**Supplied passage**.
"""

Tuned In, Stressed Out: Measuring and Managing Stress with Physical Indicators

Hans Selye, the father of stress research and a pioneer in the field of endocrinology once said, “It is not stress that kills us, it is our reaction to it.” 

Whether it’s mental stress reactions like anxiety and panic or withdrawal and apathy, or physical stress reactions like increased heart rate and sweat levels, managing stress requires a trained sense of mindfulness. And while some stress is good, like a motivating work deadline, most stress can be taxing. Paired with the global pandemic and general uncertainties about the future, stress is ultimately unavoidable. But regardless of stress type, as Hans Selye pointed out, in order to live long, healthy lives, we need to monitor how we perceive, react to, and manage stress.

But how do you know when you’re stressed? Well, the Fitbit research team set out to explore if wearables can measure physical stress responses to give users a better understanding of how they can monitor and manage stress in their lives. They also wanted to see if factors like age, gender, and activity had an impact on both physical stress metrics and perceived stress levels. 

The Study 

First, our research team asked, “Can we measure a psychological state (like stress) with physical indicators on Fitbit?”

"""

**Aim of the task**. Reproduce the passage on measuring stress with physical indicators, from "Hans Selye, the" to "and manage stress.", word for word.

Spatial localization data:
"""

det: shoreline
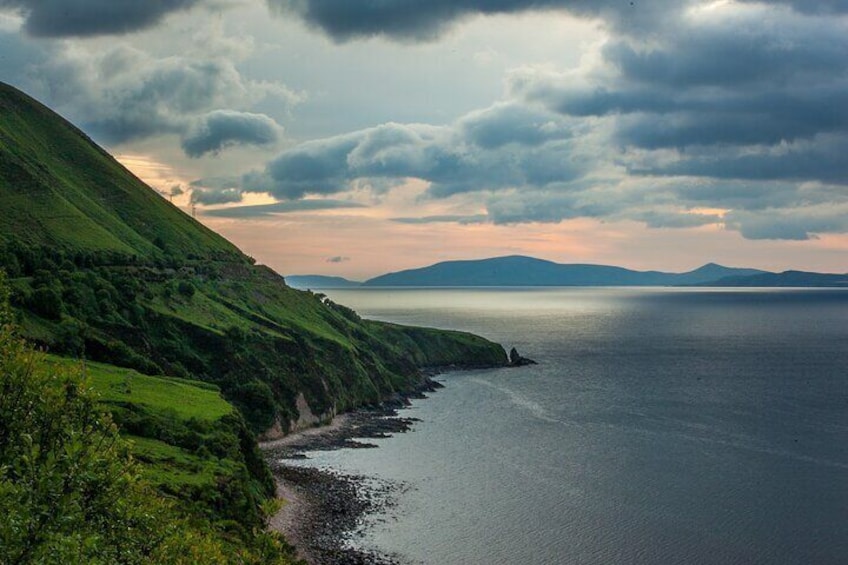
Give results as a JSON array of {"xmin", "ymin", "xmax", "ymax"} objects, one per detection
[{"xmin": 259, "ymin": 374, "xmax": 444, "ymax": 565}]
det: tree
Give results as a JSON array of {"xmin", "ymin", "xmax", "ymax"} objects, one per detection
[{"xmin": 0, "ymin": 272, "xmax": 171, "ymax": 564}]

"""
"""

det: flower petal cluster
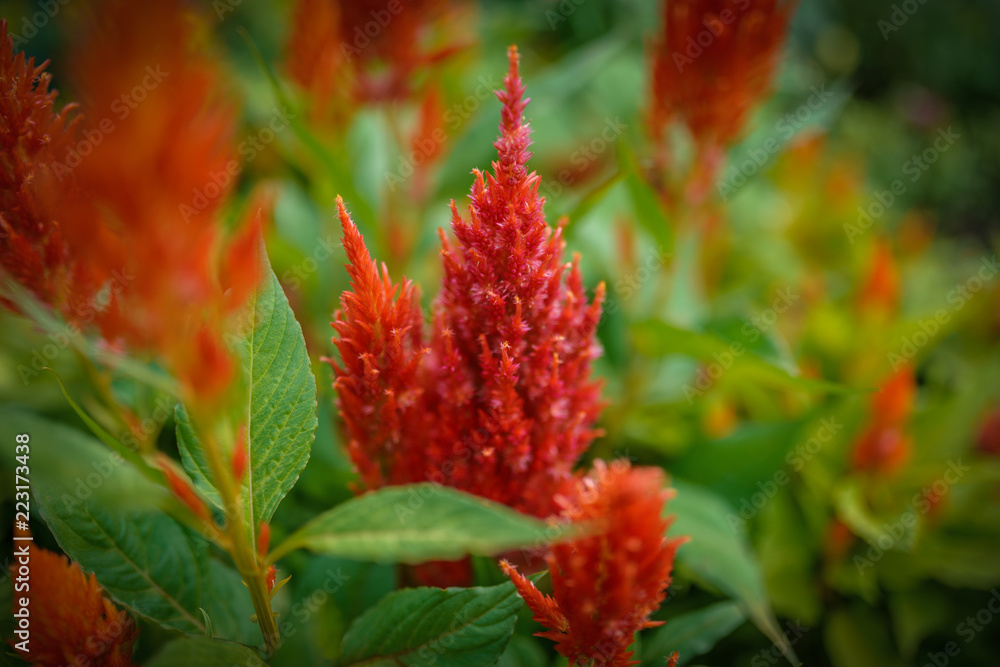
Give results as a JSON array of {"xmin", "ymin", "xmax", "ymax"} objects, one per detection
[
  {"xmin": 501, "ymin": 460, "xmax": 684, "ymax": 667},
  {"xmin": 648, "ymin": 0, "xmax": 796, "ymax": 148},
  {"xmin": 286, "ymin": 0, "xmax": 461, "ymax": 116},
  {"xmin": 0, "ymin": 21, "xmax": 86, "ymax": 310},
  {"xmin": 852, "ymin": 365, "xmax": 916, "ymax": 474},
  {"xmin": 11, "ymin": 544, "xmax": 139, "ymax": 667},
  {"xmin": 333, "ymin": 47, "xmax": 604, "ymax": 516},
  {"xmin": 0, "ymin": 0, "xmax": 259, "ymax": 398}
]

"""

**Exercise solution**.
Hans Selye, the father of stress research and a pioneer in the field of endocrinology once said, “It is not stress that kills us, it is our reaction to it.” 

Whether it’s mental stress reactions like anxiety and panic or withdrawal and apathy, or physical stress reactions like increased heart rate and sweat levels, managing stress requires a trained sense of mindfulness. And while some stress is good, like a motivating work deadline, most stress can be taxing. Paired with the global pandemic and general uncertainties about the future, stress is ultimately unavoidable. But regardless of stress type, as Hans Selye pointed out, in order to live long, healthy lives, we need to monitor how we perceive, react to, and manage stress.